__WHAT THE TASK ASKS__. Without including any images, reproduce each entry exactly.

(A block of data)
┏━━

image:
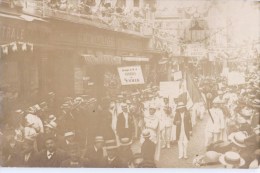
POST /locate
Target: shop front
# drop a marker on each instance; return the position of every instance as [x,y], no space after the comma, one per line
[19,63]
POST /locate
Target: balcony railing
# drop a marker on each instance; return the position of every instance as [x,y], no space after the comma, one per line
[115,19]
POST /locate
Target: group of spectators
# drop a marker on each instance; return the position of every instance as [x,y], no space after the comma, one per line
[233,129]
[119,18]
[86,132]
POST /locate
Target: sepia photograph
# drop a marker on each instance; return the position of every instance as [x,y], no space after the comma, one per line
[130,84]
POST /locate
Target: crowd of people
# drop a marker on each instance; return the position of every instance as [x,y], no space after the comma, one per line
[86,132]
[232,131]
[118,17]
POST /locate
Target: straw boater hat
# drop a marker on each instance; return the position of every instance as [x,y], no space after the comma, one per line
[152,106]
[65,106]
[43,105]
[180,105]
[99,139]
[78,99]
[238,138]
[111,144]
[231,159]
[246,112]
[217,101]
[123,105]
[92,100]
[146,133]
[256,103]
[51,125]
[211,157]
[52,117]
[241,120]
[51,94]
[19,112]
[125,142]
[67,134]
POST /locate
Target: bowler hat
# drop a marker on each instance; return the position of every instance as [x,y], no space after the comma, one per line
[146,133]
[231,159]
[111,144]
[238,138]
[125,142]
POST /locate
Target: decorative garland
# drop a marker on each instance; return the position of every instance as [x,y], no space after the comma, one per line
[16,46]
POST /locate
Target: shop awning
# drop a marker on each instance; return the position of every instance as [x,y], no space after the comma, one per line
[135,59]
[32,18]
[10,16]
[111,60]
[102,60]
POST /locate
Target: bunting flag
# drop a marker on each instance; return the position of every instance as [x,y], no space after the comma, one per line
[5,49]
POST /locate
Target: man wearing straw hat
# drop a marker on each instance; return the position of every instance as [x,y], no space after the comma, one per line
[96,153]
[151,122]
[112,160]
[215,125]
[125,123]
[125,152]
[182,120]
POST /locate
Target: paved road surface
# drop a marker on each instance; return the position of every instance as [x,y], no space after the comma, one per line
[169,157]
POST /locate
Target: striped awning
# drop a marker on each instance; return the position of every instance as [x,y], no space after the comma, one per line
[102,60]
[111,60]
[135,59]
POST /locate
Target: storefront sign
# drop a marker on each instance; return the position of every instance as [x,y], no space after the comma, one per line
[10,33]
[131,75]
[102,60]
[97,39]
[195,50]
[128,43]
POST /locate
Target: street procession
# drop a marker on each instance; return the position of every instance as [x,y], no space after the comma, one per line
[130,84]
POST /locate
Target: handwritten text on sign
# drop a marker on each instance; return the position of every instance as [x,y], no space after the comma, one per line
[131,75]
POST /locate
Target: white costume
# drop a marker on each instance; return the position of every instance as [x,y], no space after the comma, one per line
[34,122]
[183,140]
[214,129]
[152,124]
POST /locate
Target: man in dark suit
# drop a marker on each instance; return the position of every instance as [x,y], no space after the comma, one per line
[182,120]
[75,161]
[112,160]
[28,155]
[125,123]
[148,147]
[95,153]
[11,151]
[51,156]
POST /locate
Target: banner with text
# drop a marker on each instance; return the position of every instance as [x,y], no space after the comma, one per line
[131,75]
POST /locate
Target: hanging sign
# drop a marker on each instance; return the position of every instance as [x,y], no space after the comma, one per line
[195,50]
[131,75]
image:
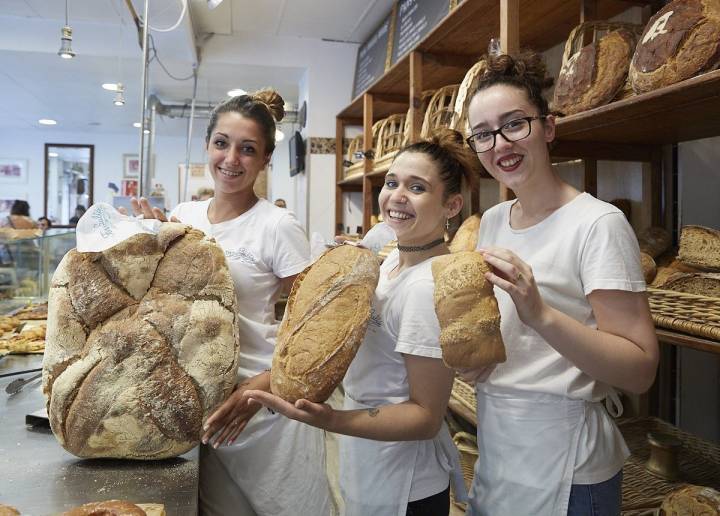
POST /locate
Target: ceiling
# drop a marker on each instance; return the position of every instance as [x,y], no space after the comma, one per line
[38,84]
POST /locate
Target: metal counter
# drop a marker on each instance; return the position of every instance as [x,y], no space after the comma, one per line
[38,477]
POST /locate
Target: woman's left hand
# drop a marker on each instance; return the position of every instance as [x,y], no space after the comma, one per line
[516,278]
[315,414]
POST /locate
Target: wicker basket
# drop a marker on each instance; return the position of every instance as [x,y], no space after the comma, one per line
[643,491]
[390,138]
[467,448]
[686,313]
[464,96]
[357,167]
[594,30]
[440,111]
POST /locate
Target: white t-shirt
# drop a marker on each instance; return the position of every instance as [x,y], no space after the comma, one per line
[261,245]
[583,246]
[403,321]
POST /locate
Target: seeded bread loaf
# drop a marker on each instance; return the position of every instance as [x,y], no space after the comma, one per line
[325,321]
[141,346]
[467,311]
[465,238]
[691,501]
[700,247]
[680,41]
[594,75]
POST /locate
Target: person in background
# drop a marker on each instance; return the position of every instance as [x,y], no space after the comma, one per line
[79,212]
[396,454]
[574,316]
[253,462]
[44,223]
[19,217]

┗━━

__OUTPUT OF THE EXERCISE__.
image:
POST /locate
Target: shop front
# drop a marker on each instance; return the position of every instance as [x,y], no space after the comma, one per line
[19,63]
POST /locate
Target: balcony railing
# drop a marker on each instance; return the position of every instance as [x,y], no space after the comma, one per line
[115,19]
POST /locate
Target: group of spectators
# drop a marker on each instance; return the position of every instance as [x,y], no space after the comma, one per line
[233,129]
[119,18]
[86,132]
POST /locate
Target: sepia photograph
# drop a marker on each instance; return the position of every instance as [x,y], no space after the comma, one per line
[130,84]
POST /locate
Target: crowd of people
# drop a marker on each instance; return the position of every instance as [x,y], no space after the comma, one per line
[86,132]
[232,131]
[118,17]
POST /locate
Target: straw boater hat
# drop a marker on each instance; return the position of every instance as [x,y], no space after the comma, one per line
[152,106]
[65,106]
[43,105]
[180,105]
[99,139]
[78,99]
[238,138]
[111,144]
[231,159]
[246,112]
[217,101]
[123,105]
[92,100]
[146,133]
[256,103]
[51,125]
[211,157]
[52,117]
[241,120]
[51,94]
[19,112]
[125,142]
[67,134]
POST /locate
Target: bowler hat
# drop a marker on each instance; return the position of every instance as [x,y], no space after the comma, one per line
[146,133]
[231,159]
[111,144]
[238,138]
[125,142]
POST /locate
Target: decorative garland
# drop a marker on each instance; return the position of every instance as [x,y], no space after the comma, one per line
[16,46]
POST /locate
Target: shop awning
# drop a marker on each instance; return the position of every instance as [x,y], no space after the comma, one per line
[135,59]
[32,18]
[10,16]
[111,60]
[102,60]
POST /locate
Target: bunting flag
# drop a marker on each instance; return the position of every instance as [x,y], no space after the comma, one per line
[5,49]
POST /locate
Target: man wearing straw hat
# drop a marker on each instance; return the position of every instance as [x,y], no space after the comma, one per line
[96,153]
[151,122]
[112,160]
[215,125]
[125,123]
[125,152]
[182,120]
POST /locate
Target: paved road surface
# drop a marker on each instance; return the position of every instance as [x,y], no space after the comma, one per line
[169,157]
POST /locate
Target: striped awning
# drop a marker on each instance; return the position of every instance as [x,y], no space after the comma, one per line
[102,60]
[111,60]
[135,59]
POST /locate
Target: storefront sign
# drop a marker on each instance; return the position of every instance as [x,y], no space after the comma, one per line
[10,33]
[131,75]
[102,60]
[97,39]
[195,50]
[128,43]
POST /locate
Target: street procession
# drop a marker on each instance; return the position of every instance as [x,y], no space after the comma, one per line
[130,84]
POST /locate
Target: handwritten text on sign
# drop a marker on each instance; return the position of every instance as [x,y], no space after the comma, one per line
[131,75]
POST /locate
Target: white costume
# drop a marker on each instance; return the position of every instance as [x,y], no space after the comma, one per line
[34,122]
[183,140]
[214,129]
[152,124]
POST /locate
Target: man in dark suit
# drop a marker on each instance; return the position of every instance as [x,y], no space after the comma, one per line
[182,120]
[75,161]
[112,160]
[28,155]
[125,123]
[148,147]
[95,153]
[11,151]
[51,156]
POST /locate
Target: banner with text
# drop a marker on each instance; return the position of every instance as [x,y], no space after the comma, one per line
[131,75]
POST /locate
Target: hanging sign
# drop a marker on each instance; return the position of every instance as [x,y], no space after the comma, one per line
[195,50]
[131,75]
image:
POST /locate
Target: ceiling
# drop a marker on each instance; return the position of every instance as [x,y], no space after the comma, one per line
[38,84]
POST /locate
Target: metal counter
# drop a marker on each instance; return the position of every instance as [x,y], no space after the comma, one per line
[38,477]
POST /locate
Target: woman's left hand
# drop a marker on each instance; return the position of every instance as [x,y], no space after the comma, one per line
[516,278]
[315,414]
POST /locate
Target: wicker basket
# drop a marker on each instance; return the position of every instance as [x,y], no space after the comma, one per line
[643,491]
[390,138]
[467,448]
[686,313]
[464,96]
[357,167]
[594,30]
[440,111]
POST /locate
Target: white t-shirt
# drop a marker on each instance; return the position of every instance as [x,y], no space after the comma, one per line
[261,245]
[583,246]
[403,321]
POST /locate
Target: seeded bread loaf
# drop a marker on each instance; return the position of every instance as [x,y], no space after the comma, one per line
[325,321]
[141,346]
[467,311]
[465,238]
[691,501]
[700,247]
[680,41]
[594,75]
POST /locate
Target: person in background
# drop a marker on each instance; return the position of every instance as [x,y], no space after the comma, one per line
[79,212]
[396,454]
[574,316]
[253,462]
[44,223]
[19,217]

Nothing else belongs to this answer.